(Source data)
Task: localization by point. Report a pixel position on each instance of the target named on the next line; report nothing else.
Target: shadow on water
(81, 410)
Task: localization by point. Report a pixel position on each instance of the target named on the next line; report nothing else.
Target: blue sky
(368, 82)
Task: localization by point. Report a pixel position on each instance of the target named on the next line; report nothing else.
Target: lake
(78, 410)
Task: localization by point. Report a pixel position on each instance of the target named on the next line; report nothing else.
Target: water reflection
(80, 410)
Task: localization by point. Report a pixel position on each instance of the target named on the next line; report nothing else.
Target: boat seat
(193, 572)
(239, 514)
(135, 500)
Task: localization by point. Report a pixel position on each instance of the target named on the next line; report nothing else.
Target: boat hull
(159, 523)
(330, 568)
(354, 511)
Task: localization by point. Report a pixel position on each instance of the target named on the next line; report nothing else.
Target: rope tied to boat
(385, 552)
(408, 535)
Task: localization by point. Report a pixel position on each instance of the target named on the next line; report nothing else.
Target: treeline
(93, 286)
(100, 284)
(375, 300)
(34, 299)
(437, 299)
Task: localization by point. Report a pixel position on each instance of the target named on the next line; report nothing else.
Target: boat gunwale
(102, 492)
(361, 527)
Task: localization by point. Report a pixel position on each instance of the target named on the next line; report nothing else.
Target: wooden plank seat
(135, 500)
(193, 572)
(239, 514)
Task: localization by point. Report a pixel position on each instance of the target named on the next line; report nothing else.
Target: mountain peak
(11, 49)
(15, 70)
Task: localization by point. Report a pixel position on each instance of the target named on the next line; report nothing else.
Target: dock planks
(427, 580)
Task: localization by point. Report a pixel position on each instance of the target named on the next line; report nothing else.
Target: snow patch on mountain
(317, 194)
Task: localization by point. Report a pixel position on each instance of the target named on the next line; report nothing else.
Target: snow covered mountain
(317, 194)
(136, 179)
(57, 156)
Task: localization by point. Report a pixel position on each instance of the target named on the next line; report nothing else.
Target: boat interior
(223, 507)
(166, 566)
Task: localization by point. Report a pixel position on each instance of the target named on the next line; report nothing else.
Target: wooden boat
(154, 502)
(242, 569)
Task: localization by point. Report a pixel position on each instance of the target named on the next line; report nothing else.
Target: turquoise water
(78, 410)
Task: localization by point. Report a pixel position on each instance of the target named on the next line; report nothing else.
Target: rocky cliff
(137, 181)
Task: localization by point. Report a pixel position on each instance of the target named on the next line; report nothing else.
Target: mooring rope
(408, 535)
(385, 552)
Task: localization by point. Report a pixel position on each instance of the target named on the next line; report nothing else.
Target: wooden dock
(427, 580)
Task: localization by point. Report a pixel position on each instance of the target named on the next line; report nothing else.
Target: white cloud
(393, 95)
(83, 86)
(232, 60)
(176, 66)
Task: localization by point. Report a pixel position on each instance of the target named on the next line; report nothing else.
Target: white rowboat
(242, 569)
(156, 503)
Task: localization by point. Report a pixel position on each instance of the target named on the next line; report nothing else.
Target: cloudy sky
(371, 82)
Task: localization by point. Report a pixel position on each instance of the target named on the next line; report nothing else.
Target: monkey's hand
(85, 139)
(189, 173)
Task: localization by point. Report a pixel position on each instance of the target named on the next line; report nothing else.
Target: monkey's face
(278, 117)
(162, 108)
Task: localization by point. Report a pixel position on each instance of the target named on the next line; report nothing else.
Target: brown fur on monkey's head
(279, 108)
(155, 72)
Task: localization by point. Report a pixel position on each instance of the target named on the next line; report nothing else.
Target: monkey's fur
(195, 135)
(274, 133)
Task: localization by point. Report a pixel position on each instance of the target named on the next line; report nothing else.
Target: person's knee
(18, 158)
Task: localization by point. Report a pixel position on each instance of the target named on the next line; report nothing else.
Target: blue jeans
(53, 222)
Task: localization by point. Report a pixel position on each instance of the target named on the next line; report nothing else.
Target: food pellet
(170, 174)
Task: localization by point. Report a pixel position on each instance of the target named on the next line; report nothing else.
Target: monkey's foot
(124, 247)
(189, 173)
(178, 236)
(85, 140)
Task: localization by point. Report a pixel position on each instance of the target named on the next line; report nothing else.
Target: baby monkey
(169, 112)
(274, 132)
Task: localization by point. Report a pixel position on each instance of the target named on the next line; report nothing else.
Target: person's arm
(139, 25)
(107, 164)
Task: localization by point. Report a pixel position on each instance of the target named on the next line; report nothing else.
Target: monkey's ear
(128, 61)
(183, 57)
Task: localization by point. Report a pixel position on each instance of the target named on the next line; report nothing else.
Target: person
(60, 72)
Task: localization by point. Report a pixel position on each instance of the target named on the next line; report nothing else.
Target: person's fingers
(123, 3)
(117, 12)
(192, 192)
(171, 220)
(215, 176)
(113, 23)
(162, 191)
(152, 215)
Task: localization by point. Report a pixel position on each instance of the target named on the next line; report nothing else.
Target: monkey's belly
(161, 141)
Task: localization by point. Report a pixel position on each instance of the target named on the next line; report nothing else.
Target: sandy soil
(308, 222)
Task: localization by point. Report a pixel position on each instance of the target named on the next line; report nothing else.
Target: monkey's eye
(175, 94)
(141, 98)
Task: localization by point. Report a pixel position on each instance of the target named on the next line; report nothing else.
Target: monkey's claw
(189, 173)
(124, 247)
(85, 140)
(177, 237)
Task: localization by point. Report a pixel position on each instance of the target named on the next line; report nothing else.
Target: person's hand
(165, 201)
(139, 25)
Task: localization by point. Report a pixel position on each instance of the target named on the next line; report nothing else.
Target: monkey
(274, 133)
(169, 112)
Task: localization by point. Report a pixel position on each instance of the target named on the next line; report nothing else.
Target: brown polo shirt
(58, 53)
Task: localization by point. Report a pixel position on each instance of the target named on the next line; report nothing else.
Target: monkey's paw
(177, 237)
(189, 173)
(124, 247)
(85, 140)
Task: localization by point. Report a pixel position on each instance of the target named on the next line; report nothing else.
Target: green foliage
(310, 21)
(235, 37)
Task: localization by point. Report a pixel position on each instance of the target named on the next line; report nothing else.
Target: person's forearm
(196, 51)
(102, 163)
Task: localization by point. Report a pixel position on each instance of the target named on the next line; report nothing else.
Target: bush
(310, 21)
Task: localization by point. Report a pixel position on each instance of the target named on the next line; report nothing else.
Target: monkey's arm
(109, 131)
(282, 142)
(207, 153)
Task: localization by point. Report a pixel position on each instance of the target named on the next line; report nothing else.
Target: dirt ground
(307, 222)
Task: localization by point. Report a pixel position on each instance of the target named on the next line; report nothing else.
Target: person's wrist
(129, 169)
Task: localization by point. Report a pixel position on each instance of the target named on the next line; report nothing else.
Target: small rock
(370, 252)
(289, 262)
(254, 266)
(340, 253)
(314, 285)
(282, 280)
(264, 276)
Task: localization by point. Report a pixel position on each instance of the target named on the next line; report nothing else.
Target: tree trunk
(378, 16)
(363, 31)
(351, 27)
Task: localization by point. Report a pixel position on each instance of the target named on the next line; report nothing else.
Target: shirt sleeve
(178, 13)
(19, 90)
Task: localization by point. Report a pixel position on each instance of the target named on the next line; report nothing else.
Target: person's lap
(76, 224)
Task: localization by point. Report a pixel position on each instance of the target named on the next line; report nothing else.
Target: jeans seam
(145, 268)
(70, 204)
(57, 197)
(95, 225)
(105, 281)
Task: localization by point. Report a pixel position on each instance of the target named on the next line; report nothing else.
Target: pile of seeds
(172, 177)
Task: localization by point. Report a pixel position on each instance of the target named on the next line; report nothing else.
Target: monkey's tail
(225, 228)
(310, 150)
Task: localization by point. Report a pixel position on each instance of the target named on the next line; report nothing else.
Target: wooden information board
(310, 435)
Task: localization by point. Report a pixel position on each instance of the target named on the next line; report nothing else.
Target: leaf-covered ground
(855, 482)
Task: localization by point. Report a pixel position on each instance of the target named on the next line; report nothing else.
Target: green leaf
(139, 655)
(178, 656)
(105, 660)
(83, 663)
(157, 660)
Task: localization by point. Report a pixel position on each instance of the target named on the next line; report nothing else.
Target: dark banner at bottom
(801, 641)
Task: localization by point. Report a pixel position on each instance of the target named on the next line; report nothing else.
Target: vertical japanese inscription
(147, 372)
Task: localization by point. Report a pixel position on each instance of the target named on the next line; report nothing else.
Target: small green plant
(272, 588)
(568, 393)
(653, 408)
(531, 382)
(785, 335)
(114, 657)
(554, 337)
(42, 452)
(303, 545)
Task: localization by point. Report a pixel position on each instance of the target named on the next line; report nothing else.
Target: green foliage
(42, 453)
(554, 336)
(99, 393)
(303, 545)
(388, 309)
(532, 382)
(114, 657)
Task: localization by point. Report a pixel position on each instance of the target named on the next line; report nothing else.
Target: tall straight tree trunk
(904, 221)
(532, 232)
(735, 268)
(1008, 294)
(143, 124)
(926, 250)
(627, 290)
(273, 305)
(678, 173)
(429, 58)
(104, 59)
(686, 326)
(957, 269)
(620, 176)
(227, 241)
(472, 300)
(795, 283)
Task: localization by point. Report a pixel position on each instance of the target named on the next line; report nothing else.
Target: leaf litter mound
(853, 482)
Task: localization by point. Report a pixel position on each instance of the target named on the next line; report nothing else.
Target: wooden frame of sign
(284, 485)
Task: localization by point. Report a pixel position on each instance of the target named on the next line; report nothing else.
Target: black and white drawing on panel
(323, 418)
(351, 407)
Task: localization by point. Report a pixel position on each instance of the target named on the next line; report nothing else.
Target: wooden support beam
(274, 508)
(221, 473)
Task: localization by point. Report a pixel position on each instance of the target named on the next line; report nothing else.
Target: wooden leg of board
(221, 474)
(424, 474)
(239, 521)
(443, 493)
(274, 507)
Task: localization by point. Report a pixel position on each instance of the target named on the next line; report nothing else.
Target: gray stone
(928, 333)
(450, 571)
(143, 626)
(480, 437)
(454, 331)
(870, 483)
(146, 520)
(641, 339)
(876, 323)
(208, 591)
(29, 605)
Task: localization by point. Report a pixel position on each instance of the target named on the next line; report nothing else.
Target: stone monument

▸ What you need to do
Show every line of the items above that contains the word "brown".

▸ Finished exercise
Target: brown fur on monkey's head
Target: brown polo shirt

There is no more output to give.